▶ DIRECTIONS
Give each line of the listing below as one string in a JSON list, skipping blank lines. Leave out the pictures.

Image location labeling listing
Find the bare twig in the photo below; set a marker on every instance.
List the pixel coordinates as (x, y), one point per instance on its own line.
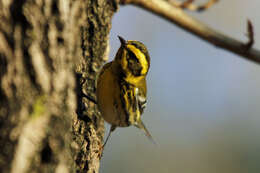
(250, 34)
(188, 23)
(188, 4)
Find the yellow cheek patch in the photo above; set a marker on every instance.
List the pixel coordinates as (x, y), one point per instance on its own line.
(141, 57)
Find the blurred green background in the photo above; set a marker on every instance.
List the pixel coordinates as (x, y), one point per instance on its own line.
(203, 103)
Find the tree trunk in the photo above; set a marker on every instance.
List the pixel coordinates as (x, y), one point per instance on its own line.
(50, 53)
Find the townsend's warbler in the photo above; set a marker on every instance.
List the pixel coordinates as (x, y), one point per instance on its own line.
(121, 86)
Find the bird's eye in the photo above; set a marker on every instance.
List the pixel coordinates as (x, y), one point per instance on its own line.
(132, 56)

▶ WRITTEN ANSWER
[
  "Find the bare twig in the photo below; set a marker on every instance.",
  "List the pixel coordinates as (x, y), one point per instance on its own line.",
  "(250, 34)",
  "(188, 23)",
  "(188, 4)",
  "Find the yellow cheek patch in the photo above; set a marker on every instance.",
  "List the pixel coordinates as (x, y), one point per instance on its own line.",
  "(141, 57)",
  "Find the blurred green background in the photo above; set a marker on every instance.",
  "List the pixel coordinates as (x, y), one point per instance on its own line.",
  "(203, 103)",
  "Find the tree trunk in the photo above; set a marker on every instance.",
  "List the pixel coordinates as (x, y), one point per instance on its own line.",
  "(50, 53)",
  "Find the townsend's warbler in the photo above; set a marker on every instance.",
  "List the pixel coordinates as (x, y), one point per instance on its own line.",
  "(121, 86)",
  "Find the bird's eye in the photo above; set a marker on every instance.",
  "List the pixel coordinates as (x, y), one point per instance on its own line.",
  "(132, 56)"
]